*SOURCE PASSAGE*
----
European Competitive Telecommunications Association

Brussels, 23 October 2017. Ahead of negotiations on rules to promote investment and thereby boost broadband connectivity in the EU, the Council deals a blow to regulatory independence in pursuit of better investment conditions. ECTA calls on the European Parliament and the European Commission to ensure that wilful political intervention in the work of national regulatory authorities (NRAs) be excluded under the future framework for electronic communications.

On 11 October 2017, the Council of Ministers issued the Estonian Presidency with a mandate to start interinstitutional negotiations with the European Parliament about the future rules for providers of connectivity in the form of electronic communications.

This mandate has left unaddressed critical issues of how to make co-investment solutions for future network deployment competitively sustainable. ECTA has previously insisted that notably the issue of co-ownership by operators participating in co-investments needs to be convincingly addressed, while ensuring access to non-participating operators on terms that enable them to compete effectively.

With its vote, the Council has not only failed to address these key aspects. In effect, the Member States brought added confusion to the co-investment issue by introducing commercial access agreements as an alternative. This indicates that the Council, rather than tackling foundational key aspects, seeks short-cuts that do not present a real alternative – neither for potential co-investors, nor for other operators who do not participate in co-investments.

The mandate crowns these insufficient rules for co-investment with a frontal attack on the centrepiece of the EU regulatory model for electronic communications: the independence of NRAs' decision-making in all questions of market regulation. The text thus empowers Member States to block NRAs from imposing obligations for a minimum period `not longer than 7 years´, even if they have concluded that co-investment will not produce effective competition.
----
*PROVIDED RECORDS*
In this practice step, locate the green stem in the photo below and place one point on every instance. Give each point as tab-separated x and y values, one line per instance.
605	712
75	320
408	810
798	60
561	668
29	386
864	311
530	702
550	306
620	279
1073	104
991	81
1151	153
----
*DIRECTIVES*
(a) In the ECTA statement, copy the stretch from "Brussels, 23 October" through "for electronic communications." word for word.
(b) Answer these questions from the ECTA statement:
(i) On what date did the Council of Ministers issue the Estonian Presidency with its mandate?
(ii) What did the Member States introduce as an alternative to co-investment?
(iii) What limit is placed on the minimum period for which Member States may block NRAs from imposing obligations?
(c) Pick up the ECTA statement after its last sentence and continue it.
The material plays no part in this.

*TASK-BY-TASK OUTPUTS*
(a)
Brussels, 23 October 2017. Ahead of negotiations on rules to promote investment and thereby boost broadband connectivity in the EU, the Council deals a blow to regulatory independence in pursuit of better investment conditions. ECTA calls on the European Parliament and the European Commission to ensure that wilful political intervention in the work of national regulatory authorities (NRAs) be excluded under the future framework for electronic communications.

(b)
(i) 11 October 2017
(ii) Commercial access agreements
(iii) Not longer than 7 years

(c)
Executive Director Luc Hindryckx explains, "The issue here is not with whether this mechanism is appropriately justified or made subject to conditions. It simply must not enter the Code. Governments must not be able to interfere with the regulators' appraisal of the market situation – and especially not to block remedies that the NRA would otherwise have imposed."

ECTA regrets that Member States despite confirming their digital ambitions at the European Council last week, have been unable to translate these ambitions into agreement on a coherent, pro-competitive legislative mandate. Instead, the mandate has made a bad provision worse –
to the extent of endangering the integrity of EU telecoms market regulation. The reduction in regulatory independence politicizes market regulation, reduces regulatory predictability and has no discernible benefit in terms of promoting investment.


ECTA therefore calls on the European Parliament and the European Commission to prevent any lessening of NRAs' independence in analysing and regulating markets. And encourages them to uphold the ambition of setting a broader remit of minimum competences for NRAs.


* * *

ECTA members are united in their belief that competition is the best driver of efficient investments and the greatest enabler of innovation, choice and benefits for citizens and businesses, as well as for the European economy overall. This is the key message that ECTA and its members promote in the discussions about a European Electronic Communications Code.

For ECTA’s first analysis of the draft Code, please click here.

For ECTA’s position on the original draft report of the European Parliament’s Committee on Industry, Research and Energy (ITRE) on the proposed Code, please click here.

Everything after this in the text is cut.